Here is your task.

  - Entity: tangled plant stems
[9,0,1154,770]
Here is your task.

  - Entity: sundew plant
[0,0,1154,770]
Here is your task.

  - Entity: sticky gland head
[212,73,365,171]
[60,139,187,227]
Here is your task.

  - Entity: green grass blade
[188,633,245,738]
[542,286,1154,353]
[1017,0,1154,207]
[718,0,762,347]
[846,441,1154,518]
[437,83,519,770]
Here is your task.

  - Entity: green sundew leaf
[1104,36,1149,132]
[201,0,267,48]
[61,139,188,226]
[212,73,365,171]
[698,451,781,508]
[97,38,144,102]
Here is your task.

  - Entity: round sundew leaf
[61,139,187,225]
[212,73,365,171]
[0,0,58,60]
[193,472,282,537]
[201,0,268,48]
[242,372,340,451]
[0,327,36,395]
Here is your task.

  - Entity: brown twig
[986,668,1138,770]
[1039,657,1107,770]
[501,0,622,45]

════

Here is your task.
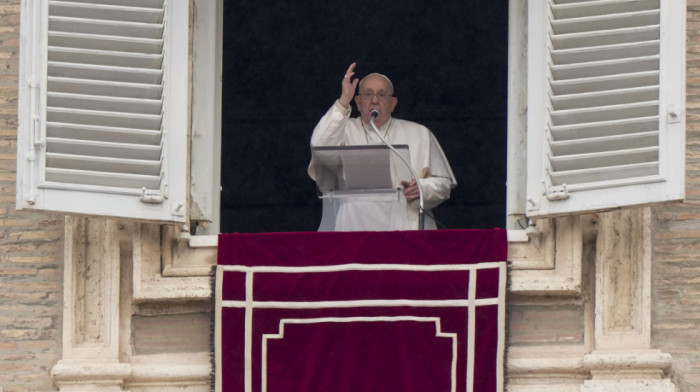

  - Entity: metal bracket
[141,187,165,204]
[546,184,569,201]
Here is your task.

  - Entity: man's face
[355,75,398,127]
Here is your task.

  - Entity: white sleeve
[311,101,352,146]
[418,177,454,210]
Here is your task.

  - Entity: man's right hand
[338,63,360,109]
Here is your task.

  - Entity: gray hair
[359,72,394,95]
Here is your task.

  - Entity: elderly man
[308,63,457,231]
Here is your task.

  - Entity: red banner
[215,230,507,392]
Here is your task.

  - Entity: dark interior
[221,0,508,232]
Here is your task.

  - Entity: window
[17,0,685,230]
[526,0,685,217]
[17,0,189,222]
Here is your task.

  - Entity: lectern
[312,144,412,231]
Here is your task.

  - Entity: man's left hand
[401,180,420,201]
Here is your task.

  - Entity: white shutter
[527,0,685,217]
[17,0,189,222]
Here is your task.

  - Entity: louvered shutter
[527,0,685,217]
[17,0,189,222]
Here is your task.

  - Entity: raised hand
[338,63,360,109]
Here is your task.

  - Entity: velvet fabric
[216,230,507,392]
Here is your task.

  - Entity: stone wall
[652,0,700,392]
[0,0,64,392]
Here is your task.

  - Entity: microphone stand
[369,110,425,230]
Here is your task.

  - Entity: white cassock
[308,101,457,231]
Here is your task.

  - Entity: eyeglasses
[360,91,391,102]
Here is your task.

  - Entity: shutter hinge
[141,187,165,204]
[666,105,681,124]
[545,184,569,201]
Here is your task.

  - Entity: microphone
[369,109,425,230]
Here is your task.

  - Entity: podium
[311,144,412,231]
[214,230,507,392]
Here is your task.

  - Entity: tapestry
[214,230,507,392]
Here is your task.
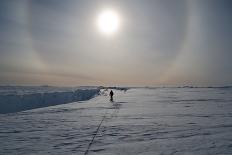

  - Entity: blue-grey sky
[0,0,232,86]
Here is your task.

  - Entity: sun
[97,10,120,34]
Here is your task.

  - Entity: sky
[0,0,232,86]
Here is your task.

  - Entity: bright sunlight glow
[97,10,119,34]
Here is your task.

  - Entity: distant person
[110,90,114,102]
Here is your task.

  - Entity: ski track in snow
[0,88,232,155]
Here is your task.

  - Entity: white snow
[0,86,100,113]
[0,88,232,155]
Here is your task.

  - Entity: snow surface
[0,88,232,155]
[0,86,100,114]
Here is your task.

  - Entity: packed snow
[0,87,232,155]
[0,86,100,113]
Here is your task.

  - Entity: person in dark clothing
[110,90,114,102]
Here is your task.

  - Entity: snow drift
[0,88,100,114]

════

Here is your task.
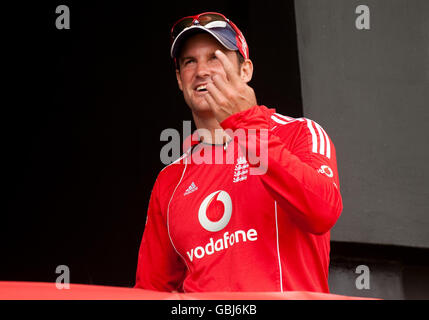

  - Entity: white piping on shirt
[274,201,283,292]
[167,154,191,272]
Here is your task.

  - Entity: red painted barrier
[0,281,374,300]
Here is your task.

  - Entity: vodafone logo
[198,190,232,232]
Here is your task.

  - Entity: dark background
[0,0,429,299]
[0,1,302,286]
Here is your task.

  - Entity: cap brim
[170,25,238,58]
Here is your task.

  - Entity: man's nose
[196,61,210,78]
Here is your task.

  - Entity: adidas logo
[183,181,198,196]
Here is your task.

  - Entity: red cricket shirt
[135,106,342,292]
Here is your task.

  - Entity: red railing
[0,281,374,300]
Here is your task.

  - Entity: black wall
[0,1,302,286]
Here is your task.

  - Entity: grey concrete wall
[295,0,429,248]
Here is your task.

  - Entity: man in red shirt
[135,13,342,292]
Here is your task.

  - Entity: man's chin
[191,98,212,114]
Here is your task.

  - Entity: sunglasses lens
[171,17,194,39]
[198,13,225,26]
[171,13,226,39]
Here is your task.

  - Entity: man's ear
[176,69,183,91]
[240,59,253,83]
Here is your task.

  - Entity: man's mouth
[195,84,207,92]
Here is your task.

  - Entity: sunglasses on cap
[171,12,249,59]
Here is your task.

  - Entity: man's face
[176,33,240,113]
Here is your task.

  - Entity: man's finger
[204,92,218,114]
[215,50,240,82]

════

* Written task:
Pull out every line above that contains the word "leaf", and count only matches with the same uppercase and lowercase letters.

* Answer to the problem:
  - Entity: green sundew leaf
  - Entity: round sundew leaf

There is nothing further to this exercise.